— Start Passage —

MUEN: Hey, Eddie Money, how are you doing? Thank you for taking the time to interview with us for MUEN Magazine
Eddie: Hey, how are you doing buddy? Wish the weather was a little nicer, but having a good day, playing the hits, I can’t wait to get out there and do a good show for you guys, the fans out there. I’ve heard a lot of great things about the magazine, and thank you for doing the interview with me.
MUEN Magazine: You got it! My understanding is that you’re going to be creating a new album called “Shake That Thing”, tell me how the progress of the album is going, and I’d like to hear about the writing process of the album.
Eddie: ”Shake That Thing”, it’s a great record. I have a song that I wrote for my daughter. It was very hard for my daughter to go to grammar school because her father was a rockstar, and all the kids thought she was this little rich girl. She had a hard time in school. I also have a song on there called “Shake That Thing”, it’s a great song, it’s a very sexy song about a girl with a very nice figure. I also got a song on there called “I Ain’t No Wishing Well”, I wrote when I stayed at a Motel 6, and when I woke up, I was feeling miserable, we broke up for a while, and the album has ten great songs on there, and I think you’ll get a kick out of it. It’s an Eddie Money record, it sounds really good. Download my kid’s music as well www.dezmoney.com, I think you’ll like it.
MUEN Magazine: I’m just chilling in small town Iowa and I’m looking forward to seeing your show in Iowa at the Surf Ballroom. Any memories of Buddy Holly, Richie Valens, or the Big Bopper?
Eddie: I love the Surf Ballroom. I played there before. I used to love Buddy Holly, and the song “La Bamba” by Richie Valens. Buddy Holly was quite the artist, I mean it was a long, long time ago when those guys died, that Surf Ballroom is a really nice place to play and it has a lot of rock-n-roll history, it’s been around since the 1950s.
MUEN Magazine: Going off of that, how has the music business changed from when you started out to the records of today? Basically, how does an artist have to adapt or evolve today from your point of view?

— End Passage —
— Start Listing —

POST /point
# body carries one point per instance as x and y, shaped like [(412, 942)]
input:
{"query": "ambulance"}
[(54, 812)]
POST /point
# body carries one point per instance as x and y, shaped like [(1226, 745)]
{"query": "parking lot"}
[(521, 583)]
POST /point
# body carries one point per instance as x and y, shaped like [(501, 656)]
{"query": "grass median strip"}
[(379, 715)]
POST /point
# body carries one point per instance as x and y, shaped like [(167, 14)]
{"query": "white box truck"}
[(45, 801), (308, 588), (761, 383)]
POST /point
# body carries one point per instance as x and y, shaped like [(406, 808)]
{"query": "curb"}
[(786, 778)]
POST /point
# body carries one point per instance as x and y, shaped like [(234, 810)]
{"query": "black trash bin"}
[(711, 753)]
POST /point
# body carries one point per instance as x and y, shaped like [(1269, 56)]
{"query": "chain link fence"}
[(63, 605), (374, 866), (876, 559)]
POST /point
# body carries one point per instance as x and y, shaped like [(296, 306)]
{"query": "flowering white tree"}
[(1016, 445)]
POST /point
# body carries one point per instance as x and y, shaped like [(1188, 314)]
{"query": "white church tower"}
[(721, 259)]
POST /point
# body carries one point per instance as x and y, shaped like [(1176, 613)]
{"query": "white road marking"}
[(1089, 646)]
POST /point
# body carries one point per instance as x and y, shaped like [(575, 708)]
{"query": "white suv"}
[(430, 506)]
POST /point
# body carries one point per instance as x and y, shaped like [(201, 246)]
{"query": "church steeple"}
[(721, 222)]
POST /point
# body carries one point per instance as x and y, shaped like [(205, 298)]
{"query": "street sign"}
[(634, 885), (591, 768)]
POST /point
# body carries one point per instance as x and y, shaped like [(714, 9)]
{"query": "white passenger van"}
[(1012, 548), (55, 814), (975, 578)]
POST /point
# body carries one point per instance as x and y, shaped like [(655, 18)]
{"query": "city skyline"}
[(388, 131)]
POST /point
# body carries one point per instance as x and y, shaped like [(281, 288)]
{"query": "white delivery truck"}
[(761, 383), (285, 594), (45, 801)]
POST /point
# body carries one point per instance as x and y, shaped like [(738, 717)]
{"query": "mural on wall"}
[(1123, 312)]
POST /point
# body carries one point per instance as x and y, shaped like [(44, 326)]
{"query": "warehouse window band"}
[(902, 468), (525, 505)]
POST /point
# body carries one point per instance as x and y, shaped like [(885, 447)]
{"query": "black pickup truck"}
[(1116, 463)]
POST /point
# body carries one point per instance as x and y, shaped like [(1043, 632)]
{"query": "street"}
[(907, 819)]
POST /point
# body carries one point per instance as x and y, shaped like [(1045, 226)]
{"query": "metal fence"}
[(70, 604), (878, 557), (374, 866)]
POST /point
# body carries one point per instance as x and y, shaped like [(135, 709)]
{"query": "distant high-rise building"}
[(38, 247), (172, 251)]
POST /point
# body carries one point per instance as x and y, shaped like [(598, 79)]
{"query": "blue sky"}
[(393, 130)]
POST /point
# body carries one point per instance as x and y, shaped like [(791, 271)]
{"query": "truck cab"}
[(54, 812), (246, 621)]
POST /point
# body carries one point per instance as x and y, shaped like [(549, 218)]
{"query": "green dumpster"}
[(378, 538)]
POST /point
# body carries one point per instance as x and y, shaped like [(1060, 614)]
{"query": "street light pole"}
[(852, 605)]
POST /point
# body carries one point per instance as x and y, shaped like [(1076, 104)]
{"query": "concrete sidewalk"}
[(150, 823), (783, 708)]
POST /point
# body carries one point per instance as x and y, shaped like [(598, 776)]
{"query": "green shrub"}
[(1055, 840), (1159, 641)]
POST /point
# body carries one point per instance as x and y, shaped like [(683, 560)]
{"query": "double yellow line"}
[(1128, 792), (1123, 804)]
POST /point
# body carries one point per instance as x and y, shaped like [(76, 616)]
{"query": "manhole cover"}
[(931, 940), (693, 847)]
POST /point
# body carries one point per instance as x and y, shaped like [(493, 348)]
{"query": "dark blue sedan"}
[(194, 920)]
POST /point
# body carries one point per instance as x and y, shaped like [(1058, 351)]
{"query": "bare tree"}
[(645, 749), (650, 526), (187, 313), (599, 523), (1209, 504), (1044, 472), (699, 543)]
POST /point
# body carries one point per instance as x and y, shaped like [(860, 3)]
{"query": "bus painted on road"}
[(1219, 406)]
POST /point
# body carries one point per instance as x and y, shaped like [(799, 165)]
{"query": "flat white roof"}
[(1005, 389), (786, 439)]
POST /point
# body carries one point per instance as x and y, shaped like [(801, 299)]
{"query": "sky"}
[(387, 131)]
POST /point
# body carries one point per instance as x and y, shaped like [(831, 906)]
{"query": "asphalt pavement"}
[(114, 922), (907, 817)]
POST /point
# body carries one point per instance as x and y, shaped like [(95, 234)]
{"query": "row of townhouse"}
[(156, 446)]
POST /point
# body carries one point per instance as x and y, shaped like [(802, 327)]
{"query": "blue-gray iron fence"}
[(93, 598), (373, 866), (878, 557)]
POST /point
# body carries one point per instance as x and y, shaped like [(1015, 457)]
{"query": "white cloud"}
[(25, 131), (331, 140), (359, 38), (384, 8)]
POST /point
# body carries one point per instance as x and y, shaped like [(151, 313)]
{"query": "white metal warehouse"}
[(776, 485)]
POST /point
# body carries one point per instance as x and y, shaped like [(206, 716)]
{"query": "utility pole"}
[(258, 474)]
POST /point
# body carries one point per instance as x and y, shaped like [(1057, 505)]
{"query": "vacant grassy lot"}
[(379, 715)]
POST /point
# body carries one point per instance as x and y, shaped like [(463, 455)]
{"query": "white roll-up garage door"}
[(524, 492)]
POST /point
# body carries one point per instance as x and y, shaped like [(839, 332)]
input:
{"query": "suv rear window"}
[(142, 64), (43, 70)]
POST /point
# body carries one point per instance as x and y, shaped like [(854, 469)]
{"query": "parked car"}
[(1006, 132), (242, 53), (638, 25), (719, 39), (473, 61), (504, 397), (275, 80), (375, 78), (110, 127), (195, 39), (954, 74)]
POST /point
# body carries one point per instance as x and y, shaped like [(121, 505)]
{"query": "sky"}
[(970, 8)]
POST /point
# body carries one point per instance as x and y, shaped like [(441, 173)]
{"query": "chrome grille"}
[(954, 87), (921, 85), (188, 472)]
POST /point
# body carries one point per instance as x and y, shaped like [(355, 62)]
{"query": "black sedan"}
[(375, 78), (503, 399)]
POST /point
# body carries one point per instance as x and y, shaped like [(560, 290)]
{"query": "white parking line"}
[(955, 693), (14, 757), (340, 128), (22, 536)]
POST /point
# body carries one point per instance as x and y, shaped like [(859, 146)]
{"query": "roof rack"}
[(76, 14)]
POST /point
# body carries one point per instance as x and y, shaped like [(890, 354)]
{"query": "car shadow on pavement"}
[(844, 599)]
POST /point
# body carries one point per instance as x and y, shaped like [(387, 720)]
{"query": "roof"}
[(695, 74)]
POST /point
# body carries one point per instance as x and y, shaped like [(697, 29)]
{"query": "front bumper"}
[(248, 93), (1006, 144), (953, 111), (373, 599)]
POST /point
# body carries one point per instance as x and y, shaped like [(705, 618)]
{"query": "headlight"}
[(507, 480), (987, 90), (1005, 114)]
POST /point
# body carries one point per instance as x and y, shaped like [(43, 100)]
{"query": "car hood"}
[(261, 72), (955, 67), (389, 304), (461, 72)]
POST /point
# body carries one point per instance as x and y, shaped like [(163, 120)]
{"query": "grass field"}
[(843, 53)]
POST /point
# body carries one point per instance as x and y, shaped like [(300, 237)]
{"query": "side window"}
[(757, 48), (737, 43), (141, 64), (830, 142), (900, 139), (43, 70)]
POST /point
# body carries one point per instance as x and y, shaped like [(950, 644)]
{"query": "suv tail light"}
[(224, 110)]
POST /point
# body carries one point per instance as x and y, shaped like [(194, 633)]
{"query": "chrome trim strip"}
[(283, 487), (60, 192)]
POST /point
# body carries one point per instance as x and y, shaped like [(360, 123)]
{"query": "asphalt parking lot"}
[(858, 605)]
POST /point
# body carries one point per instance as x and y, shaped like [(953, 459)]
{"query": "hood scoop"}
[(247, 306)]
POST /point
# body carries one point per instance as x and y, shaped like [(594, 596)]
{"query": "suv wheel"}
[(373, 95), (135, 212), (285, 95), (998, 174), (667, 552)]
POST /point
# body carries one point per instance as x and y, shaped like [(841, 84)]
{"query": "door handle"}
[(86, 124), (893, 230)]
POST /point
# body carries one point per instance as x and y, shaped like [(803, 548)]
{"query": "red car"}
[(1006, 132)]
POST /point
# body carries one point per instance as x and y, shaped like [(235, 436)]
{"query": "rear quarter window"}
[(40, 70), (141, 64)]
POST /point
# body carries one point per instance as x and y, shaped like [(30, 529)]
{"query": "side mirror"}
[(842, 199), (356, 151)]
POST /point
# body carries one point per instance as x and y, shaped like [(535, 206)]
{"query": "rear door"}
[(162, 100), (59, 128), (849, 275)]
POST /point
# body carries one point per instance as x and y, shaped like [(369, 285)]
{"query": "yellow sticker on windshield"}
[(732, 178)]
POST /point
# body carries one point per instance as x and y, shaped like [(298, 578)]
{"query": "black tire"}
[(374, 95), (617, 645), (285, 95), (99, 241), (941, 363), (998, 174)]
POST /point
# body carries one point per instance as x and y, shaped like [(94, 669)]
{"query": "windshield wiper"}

— End Listing —

## Instructions:
1/ In the Eddie Money interview above, reproduce word for word the portion starting at "MUEN: Hey, Eddie" and ending at "of the album.".
2/ According to the Eddie Money interview, where did he write the song "I Ain't No Wishing Well"?
3/ Condense Eddie's reply in the interview that begins "”Shake That Thing”, it’s a great record" into a bulleted list that keeps its main facts.

## Problem solutions:
1/
MUEN: Hey, Eddie Money, how are you doing? Thank you for taking the time to interview with us for MUEN Magazine
Eddie: Hey, how are you doing buddy? Wish the weather was a little nicer, but having a good day, playing the hits, I can’t wait to get out there and do a good show for you guys, the fans out there. I’ve heard a lot of great things about the magazine, and thank you for doing the interview with me.
MUEN Magazine: You got it! My understanding is that you’re going to be creating a new album called “Shake That Thing”, tell me how the progress of the album is going, and I’d like to hear about the writing process of the album.

2/ He wrote it at a Motel 6.

3/
- "Shake That Thing" is an Eddie Money album with ten songs, and he says it sounds really good.
- One song was written for his daughter, who had a hard time in grammar school because classmates thought the rockstar's child was a little rich girl.
- The song "Shake That Thing" is a sexy song about a girl with a very nice figure.
- "I Ain't No Wishing Well" was written at a Motel 6 after he woke up feeling miserable.
- He also invites listeners to download his kid's music at www.dezmoney.com.